**Data items:**

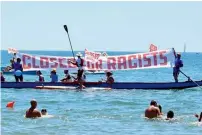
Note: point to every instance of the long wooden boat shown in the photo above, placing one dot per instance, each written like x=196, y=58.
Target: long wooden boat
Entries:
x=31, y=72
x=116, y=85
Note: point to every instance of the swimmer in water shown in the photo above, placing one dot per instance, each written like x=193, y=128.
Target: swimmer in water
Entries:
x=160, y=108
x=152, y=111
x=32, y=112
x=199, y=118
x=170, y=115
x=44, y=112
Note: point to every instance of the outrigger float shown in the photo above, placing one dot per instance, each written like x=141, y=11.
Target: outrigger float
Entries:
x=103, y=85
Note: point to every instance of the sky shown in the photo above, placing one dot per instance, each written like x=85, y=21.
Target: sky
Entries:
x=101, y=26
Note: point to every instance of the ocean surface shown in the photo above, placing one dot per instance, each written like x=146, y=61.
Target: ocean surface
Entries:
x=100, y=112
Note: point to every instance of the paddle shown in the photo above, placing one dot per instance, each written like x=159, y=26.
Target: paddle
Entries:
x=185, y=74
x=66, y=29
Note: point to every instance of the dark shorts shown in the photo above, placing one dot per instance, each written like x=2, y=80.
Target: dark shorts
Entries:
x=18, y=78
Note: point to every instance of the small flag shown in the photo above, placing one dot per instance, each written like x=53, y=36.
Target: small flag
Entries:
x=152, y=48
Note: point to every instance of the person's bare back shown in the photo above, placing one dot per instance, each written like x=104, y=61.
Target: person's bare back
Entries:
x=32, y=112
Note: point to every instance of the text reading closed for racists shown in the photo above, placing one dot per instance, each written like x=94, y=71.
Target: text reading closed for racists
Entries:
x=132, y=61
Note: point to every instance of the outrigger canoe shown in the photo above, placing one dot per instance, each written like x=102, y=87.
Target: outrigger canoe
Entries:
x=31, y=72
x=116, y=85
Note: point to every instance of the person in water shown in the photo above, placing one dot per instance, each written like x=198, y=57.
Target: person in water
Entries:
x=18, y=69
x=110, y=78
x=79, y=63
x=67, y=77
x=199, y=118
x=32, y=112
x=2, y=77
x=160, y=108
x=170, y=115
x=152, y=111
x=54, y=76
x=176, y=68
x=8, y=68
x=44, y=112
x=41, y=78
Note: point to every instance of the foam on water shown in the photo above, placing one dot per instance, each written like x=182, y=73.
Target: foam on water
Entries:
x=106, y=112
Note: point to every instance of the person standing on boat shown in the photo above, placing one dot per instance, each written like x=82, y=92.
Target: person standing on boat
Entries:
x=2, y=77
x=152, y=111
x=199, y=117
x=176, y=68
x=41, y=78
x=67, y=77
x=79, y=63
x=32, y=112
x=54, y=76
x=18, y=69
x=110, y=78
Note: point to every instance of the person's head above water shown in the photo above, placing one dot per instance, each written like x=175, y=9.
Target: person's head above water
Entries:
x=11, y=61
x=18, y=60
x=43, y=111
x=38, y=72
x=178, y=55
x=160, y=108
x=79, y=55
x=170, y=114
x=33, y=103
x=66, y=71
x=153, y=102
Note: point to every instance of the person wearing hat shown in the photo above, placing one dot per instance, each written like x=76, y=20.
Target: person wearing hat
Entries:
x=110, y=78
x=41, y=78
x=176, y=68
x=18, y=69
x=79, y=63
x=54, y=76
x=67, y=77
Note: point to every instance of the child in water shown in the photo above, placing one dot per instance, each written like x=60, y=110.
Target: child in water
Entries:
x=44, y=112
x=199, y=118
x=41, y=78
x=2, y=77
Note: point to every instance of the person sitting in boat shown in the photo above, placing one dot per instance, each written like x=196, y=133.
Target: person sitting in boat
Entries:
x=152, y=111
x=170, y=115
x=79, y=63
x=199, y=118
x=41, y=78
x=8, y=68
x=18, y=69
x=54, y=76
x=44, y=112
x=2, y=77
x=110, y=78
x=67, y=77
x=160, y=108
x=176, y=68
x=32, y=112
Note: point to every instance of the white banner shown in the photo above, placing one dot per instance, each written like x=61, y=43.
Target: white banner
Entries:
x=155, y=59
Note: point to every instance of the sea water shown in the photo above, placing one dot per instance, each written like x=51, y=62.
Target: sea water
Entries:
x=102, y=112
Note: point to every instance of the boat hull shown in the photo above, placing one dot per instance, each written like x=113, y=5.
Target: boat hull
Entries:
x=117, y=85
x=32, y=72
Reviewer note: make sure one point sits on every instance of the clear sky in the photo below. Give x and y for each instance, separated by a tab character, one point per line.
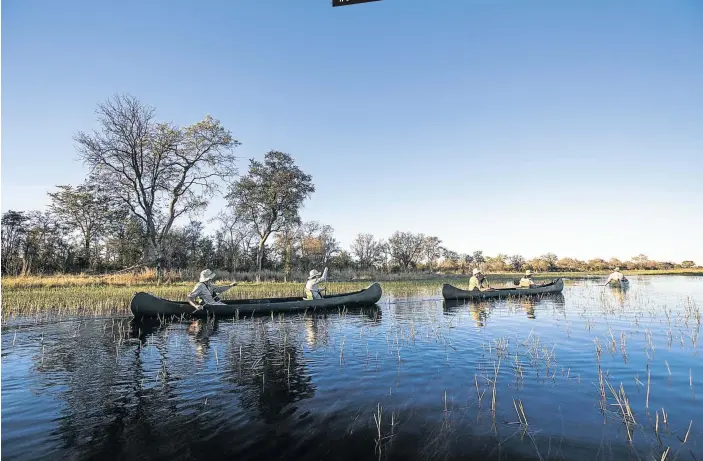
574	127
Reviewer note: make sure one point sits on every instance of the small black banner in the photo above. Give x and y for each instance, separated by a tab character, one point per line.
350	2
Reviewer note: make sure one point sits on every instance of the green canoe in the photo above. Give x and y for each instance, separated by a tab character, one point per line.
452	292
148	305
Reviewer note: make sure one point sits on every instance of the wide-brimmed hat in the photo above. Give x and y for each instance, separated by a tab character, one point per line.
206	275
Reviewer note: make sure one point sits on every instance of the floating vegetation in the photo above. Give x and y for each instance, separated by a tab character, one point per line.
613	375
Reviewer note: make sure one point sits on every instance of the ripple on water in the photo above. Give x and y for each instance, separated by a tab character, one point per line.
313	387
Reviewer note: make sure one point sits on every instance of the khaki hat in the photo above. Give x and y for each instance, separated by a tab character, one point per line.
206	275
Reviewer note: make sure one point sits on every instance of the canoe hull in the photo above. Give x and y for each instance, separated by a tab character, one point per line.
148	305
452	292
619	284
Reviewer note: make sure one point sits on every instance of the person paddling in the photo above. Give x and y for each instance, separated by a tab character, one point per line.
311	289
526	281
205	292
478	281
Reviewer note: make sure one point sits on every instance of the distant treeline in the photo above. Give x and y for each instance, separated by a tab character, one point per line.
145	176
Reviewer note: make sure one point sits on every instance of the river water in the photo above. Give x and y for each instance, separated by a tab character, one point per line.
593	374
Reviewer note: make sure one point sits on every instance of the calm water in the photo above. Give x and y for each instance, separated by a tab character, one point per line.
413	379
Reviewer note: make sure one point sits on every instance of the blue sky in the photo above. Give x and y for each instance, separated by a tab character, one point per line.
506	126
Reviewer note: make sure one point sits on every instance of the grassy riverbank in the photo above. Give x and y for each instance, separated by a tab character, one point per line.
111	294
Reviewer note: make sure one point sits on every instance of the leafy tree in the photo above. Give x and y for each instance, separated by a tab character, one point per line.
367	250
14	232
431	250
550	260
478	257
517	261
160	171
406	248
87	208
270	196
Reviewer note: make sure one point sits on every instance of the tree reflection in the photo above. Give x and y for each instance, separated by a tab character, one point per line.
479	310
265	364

...

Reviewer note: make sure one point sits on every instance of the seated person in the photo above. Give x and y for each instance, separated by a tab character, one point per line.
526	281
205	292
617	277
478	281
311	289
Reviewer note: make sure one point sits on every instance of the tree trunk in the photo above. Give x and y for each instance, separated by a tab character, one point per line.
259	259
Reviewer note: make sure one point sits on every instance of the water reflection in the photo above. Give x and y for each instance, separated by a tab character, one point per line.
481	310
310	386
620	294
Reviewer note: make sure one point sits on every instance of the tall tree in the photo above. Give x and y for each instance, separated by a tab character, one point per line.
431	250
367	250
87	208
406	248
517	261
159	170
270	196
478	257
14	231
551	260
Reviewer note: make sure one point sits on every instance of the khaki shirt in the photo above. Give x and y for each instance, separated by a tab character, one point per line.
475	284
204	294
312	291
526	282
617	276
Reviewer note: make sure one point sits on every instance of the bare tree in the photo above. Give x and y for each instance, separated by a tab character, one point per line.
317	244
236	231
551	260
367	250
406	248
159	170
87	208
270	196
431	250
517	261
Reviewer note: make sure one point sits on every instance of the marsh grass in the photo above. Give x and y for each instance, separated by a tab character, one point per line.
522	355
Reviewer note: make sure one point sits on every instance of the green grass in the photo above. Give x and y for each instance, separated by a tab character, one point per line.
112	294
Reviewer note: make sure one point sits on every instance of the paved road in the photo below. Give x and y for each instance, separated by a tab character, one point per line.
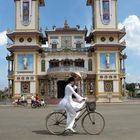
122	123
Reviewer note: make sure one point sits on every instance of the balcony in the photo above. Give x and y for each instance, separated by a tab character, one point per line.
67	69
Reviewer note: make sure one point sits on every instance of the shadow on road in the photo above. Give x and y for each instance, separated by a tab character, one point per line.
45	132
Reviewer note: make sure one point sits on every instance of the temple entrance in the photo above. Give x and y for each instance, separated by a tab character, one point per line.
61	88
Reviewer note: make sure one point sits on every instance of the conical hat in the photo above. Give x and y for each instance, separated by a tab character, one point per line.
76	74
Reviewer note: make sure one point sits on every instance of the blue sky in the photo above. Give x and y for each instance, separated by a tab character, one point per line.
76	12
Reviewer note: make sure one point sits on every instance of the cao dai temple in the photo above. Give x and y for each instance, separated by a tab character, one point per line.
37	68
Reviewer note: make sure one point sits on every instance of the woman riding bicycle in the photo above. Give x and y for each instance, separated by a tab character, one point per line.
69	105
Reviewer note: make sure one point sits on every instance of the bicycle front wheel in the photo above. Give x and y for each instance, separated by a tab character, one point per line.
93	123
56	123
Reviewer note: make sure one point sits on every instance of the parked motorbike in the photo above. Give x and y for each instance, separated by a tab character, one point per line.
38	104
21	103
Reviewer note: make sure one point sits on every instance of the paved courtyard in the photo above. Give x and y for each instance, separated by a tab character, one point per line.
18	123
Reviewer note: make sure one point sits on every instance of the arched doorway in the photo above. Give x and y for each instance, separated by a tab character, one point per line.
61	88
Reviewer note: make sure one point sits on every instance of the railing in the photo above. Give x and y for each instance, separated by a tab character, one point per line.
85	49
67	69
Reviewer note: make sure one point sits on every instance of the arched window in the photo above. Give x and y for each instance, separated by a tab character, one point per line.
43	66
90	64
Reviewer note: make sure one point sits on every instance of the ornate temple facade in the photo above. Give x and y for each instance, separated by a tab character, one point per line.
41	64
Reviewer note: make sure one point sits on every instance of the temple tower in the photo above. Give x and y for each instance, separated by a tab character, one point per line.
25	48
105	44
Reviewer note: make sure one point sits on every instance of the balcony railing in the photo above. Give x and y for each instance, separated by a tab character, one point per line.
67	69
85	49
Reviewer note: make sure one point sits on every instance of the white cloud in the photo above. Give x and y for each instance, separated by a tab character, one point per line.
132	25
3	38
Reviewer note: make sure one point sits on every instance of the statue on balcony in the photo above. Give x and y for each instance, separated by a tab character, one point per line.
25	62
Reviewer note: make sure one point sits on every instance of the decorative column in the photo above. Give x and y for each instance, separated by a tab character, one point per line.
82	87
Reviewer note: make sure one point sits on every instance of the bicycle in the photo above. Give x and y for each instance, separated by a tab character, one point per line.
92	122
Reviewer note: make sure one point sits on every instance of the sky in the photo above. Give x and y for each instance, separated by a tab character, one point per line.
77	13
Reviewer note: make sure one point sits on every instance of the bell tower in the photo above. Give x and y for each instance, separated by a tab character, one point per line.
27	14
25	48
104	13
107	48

**Given exercise:** Reproduce, without any change, the lines of the data items starting with the line containing "Note: point to every instance of the white" and ending after the line containing "x=102, y=112".

**Task answer:**
Note: point to every instance of the white banner shown in the photo above, placing one dot per instance, each written like x=61, y=43.
Target: white banner
Entries:
x=155, y=59
Note: point to every instance of the sea water shown in the photo above, placing one dot per instance, each written like x=51, y=62.
Target: sea water
Entries:
x=102, y=112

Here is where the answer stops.